Start of PROVIDED PASSAGE

Reuters
Attacks in the volatile Pakistani cities of Peshawar and Quetta killed a total of 19 people yesterday, frustrating hopes of a lasting peace deal with insurgents fighting to
topple the government.
In Peshawar, a sprawling city on Pakistan’s border with Afghanistan, a suicide bomber blew himself up in front of a police vehicle, killing at least nine bystanders including a woman and a child, police said.
In Quetta, in the unruly province of Baluchistan, at least 10 people were killed when a motorcycle laden with explosives exploded near a college in the city centre, police said.
The attacks took place as the government of Prime Minister Nawaz Sharif tried to revive a stalled peace process with the Pakistani Taliban militants in order to hammer out a permanent ceasefire agreement and end years of violence.
But a series of attacks and counter-attacks by insurgents and government forces since the start of the year has dampened expectations that peace talks could ever yield any result.
In Peshawar, police chief Faisal Kamran said the target of the attack was an armoured personnel carrier.
“The police were deployed in the armoured personnel carrier to provide security during Friday prayers outside mosques when it came under attack,” he said. “The policemen luckily remained safe but innocent people were killed and injured.”
Jamil Shah, a spokesman for the city’s biggest hospital, said at least 30 were injured.
In Quetta, at least 10 people were killed and 35 wounded when the motorcycle exploded near the college, police said.
An increasingly active Taliban splinter group, Ahrar-ul-Hind, or “Liberators of India” - a name referring to the whole of the subcontinent - claimed responsibility for the attacks.
“We claim both Peshawar and Quetta attacks,” their chief, Umar Qasmi, said. “We don’t abide by these talks and will continue to stage attacks.”
The Pakistani Taliban, who are separate from the Afghan Taliban, is a fragmented and deeply divided movement of dozens of small groups which do not always agree with each other.

End of PROVIDED PASSAGE
Start of EXERCISE DATA

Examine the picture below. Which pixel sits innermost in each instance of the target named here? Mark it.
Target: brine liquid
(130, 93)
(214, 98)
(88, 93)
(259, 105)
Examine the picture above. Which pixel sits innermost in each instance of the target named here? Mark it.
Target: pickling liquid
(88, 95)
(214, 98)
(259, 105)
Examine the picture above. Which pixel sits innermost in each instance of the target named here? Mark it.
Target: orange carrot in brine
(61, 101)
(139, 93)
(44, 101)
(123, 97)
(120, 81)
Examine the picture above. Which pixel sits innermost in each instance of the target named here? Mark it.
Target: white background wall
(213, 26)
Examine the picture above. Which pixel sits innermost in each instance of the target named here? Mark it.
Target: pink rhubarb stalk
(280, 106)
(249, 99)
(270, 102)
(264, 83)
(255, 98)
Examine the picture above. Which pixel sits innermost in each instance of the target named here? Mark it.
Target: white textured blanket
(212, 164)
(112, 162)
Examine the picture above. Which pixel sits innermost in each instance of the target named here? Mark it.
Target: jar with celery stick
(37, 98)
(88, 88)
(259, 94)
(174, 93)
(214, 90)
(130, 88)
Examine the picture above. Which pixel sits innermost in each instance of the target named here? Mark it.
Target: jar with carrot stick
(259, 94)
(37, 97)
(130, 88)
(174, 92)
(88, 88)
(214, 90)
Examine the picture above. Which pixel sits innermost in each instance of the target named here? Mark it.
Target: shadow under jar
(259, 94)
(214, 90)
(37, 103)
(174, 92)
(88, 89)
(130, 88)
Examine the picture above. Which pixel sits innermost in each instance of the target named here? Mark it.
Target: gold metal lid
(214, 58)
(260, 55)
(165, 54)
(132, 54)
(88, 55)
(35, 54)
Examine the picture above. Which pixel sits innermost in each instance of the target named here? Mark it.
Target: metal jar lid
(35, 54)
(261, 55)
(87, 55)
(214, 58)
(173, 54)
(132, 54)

End of EXERCISE DATA

[INSTRUCTIONS]
1: Sum up the news report on the Peshawar and Quetta attacks in two sentences.
2: Carry the news report on the Peshawar and Quetta attacks forward from its final sentence.

[ANSWER SET]
1: Attacks in Peshawar and Quetta killed 19 people, as a suicide bomber struck a police armored personnel carrier in Peshawar and an explosives-laden motorcycle blew up near a college in Quetta. The Taliban splinter group Ahrar-ul-Hind claimed both attacks and said it does not abide by the peace talks that Prime Minister Nawaz Sharif's government was trying to revive with the Pakistani Taliban.

2:
The leadership of the Pakistani Taliban, known as Tehrik-i-Taliban Pakistan (TTP), which is keen on the talks, immediately distanced itself from
yesterday attacks.
“The TTP strongly condemns the Peshawar and Quetta blasts,” said TTP spokesman Shahidullah Shahid. “We have no connection to these attacks because we are observing a ceasefire.”
The TTP’s position has spurred speculation that the central command is not fully in control of the many splinter groups operating under it, and reaching a peace deal with one of them would not stop the
violence.
Ahrar-ul-Hind, which splintered from the Pakistani Taliban just a month ago, had previously claimed responsibility for an attack in central Islamabad earlier this month when suicide bombers and gunmen killed 11 people in a court.
Pakistani investigators believe that Qasmi, the leader of the group, is capable of drawing support from other militant outfits, including several linked to Al Qaeda that have wreaked bloody havoc in the country over the last decade.
Yesterday, members of a Taliban-nominated negotiating team seeking to revive the stalled peace process travelled to the tribal areas in an attempt to bring their leaders to the negotiating table.
“Our meeting with the Taliban shura (council) was very positive,” Mohammad Ibrahim, one of the committee members, said. “They agreed to meet with the government committee and present their demands before them.”